Exercise prompt: Using the records that appear below, write out exactly the lines from the one with "Target phrase = headlight" through the one with "Target phrase = storefront window", keeping both end lines.

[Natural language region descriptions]
○ ○ ○ ○ ○ ○ ○

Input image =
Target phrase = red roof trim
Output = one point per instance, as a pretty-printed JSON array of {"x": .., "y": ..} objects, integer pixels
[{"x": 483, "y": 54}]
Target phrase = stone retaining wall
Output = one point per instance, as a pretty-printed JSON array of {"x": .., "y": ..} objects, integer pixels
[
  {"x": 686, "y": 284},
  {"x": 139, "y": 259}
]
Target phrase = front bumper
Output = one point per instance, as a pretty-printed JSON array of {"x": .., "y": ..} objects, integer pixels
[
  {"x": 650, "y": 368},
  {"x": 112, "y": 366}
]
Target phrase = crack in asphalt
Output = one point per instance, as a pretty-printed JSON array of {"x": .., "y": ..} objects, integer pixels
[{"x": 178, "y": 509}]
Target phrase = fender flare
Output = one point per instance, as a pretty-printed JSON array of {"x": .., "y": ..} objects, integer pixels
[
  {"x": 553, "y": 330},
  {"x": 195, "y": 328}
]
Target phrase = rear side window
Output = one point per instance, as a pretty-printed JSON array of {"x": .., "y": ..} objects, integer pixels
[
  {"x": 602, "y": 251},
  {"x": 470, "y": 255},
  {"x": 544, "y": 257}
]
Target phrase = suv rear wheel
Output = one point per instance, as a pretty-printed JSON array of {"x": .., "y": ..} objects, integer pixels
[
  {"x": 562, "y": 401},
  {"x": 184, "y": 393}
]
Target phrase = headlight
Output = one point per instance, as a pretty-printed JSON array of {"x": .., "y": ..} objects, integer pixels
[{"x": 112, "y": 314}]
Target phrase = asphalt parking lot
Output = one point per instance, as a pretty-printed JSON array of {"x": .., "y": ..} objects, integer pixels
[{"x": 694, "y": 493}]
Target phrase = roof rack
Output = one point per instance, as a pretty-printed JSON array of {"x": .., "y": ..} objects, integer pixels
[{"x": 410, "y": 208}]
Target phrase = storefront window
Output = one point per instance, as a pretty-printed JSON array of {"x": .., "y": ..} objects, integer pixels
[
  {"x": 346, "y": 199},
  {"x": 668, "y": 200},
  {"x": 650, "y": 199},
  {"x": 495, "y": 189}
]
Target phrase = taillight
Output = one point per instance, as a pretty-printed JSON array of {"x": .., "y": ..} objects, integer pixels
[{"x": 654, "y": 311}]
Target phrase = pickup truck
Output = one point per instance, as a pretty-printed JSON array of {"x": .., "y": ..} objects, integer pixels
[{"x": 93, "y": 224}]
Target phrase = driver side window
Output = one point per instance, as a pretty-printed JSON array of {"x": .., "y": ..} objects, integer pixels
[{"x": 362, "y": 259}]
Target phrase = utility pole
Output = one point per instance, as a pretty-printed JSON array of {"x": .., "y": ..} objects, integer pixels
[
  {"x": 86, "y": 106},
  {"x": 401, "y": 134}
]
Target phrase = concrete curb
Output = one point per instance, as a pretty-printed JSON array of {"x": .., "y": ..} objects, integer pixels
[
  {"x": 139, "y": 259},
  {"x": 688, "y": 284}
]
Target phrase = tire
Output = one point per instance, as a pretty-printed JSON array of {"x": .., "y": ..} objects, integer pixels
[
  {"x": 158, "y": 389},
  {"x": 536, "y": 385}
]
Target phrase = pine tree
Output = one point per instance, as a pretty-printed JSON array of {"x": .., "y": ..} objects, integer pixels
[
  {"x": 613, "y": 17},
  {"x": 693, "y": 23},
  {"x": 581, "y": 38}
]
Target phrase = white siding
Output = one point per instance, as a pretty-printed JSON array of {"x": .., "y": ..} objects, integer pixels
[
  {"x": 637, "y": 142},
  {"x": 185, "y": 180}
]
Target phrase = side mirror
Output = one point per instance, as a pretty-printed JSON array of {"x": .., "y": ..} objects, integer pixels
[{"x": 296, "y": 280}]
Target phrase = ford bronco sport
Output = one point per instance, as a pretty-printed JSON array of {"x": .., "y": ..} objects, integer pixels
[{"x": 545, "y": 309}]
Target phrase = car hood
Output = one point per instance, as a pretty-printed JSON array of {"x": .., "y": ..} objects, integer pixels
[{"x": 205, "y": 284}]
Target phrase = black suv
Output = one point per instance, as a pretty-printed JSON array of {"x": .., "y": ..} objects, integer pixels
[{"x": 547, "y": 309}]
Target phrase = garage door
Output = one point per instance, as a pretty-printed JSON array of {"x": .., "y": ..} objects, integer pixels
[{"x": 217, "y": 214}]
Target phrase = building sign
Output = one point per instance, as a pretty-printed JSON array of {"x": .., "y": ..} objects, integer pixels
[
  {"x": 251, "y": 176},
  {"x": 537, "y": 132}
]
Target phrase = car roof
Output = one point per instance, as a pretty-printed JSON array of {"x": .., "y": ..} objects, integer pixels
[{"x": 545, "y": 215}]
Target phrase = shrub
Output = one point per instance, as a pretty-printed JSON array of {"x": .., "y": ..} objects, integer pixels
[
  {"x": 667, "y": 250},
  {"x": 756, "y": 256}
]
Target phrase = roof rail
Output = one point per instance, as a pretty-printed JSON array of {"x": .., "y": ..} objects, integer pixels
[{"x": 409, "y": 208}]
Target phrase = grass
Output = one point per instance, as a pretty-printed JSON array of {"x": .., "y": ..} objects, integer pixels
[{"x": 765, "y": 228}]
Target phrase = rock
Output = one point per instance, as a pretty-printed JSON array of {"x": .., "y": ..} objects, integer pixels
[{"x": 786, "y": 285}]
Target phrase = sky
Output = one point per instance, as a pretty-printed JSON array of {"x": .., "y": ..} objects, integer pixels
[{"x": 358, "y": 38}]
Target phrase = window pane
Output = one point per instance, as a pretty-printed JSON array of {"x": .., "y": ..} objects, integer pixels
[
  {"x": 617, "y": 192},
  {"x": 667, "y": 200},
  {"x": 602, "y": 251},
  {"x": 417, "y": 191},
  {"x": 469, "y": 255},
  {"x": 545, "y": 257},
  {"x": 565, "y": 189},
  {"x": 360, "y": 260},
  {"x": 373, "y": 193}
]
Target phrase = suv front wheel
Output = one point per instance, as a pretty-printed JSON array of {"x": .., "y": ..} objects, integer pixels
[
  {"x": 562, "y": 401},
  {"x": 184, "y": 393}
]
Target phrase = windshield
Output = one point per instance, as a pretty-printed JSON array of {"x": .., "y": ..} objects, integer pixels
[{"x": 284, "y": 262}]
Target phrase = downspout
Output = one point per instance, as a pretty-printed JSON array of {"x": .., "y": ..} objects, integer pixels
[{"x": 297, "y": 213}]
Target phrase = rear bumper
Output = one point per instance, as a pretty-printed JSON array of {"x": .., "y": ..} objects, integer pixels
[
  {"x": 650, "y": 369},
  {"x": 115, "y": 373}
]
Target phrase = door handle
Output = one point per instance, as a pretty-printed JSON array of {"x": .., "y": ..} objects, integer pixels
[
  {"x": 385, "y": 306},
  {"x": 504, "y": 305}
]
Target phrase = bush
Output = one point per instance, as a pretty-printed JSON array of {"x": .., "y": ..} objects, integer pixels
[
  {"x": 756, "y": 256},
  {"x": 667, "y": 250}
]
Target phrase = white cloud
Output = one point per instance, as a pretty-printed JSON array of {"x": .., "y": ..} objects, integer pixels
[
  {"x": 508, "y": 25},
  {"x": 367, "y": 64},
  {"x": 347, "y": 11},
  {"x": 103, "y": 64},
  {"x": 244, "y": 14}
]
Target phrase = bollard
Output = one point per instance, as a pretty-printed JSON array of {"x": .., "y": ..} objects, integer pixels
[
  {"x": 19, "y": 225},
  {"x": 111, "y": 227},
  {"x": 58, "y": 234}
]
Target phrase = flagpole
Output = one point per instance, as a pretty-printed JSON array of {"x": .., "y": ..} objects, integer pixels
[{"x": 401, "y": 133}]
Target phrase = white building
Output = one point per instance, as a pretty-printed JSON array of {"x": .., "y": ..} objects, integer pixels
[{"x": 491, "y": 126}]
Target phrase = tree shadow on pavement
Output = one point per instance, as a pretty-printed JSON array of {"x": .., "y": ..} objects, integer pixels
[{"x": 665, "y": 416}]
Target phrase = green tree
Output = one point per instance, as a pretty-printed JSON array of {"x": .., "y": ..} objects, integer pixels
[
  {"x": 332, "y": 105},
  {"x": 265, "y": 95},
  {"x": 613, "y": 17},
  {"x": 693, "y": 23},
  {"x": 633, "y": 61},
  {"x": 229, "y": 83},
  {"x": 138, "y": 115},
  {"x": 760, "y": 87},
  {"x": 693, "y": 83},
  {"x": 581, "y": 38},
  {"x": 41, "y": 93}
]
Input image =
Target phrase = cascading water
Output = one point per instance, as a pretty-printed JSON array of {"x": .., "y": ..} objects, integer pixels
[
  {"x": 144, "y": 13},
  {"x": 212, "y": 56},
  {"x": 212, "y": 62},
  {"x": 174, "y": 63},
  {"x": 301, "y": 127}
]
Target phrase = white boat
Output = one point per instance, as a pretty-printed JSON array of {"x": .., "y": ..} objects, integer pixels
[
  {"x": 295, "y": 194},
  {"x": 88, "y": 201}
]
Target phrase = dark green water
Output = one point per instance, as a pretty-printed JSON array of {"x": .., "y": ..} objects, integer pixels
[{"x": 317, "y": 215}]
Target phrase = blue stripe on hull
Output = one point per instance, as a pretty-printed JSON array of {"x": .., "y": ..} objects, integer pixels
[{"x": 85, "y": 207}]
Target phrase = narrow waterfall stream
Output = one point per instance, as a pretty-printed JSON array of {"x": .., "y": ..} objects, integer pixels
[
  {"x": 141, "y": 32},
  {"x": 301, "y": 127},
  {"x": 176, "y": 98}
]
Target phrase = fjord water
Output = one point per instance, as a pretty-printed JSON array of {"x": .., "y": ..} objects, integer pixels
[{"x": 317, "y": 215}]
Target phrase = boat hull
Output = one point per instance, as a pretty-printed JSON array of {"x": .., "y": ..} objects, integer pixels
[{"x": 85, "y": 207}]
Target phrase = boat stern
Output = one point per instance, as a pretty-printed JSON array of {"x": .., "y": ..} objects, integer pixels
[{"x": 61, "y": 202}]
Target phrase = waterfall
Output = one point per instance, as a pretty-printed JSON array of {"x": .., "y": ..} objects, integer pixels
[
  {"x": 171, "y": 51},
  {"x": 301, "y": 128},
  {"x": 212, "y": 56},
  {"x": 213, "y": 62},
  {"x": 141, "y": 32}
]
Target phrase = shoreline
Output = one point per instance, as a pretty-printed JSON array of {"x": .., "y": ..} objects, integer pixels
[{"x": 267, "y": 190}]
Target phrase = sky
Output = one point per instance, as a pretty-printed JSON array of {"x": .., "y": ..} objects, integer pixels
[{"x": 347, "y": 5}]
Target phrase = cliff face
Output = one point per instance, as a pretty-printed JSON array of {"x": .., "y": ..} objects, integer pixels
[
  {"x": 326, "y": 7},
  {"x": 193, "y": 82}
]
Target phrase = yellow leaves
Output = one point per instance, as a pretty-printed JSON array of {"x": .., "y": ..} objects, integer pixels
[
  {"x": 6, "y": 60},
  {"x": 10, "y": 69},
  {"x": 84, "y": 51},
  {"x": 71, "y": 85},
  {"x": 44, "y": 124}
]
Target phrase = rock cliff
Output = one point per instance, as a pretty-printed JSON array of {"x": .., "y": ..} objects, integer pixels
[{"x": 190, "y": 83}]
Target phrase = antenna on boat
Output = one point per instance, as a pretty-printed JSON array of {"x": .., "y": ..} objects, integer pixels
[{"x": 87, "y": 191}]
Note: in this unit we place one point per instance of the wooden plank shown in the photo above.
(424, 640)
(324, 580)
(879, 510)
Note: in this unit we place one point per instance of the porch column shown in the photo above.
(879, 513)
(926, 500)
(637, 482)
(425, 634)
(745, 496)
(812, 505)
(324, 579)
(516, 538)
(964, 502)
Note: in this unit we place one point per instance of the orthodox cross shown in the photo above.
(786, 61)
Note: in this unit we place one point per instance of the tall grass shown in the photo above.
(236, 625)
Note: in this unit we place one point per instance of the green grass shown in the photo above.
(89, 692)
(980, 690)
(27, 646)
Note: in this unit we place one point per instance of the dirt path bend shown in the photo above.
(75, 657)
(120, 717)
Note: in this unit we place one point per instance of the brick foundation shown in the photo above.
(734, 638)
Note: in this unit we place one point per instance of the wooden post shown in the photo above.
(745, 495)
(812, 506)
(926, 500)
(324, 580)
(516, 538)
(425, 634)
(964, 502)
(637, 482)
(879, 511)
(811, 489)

○ ○ ○ ○ ○ ○ ○

Exercise response:
Target phrase = headlight
Output = one point per instance, as a pretty-printed JSON array of {"x": .., "y": ..} objects, integer pixels
[{"x": 112, "y": 314}]
Target phrase = asphalt parking lot
Output = one point per instance, as a pretty-printed JSON array of {"x": .., "y": ..} objects, integer pixels
[{"x": 694, "y": 493}]
Target phrase = roof rack
Output = one point per instance, as a pretty-printed JSON array of {"x": .., "y": ..} objects, integer pixels
[{"x": 410, "y": 208}]
Target phrase = storefront window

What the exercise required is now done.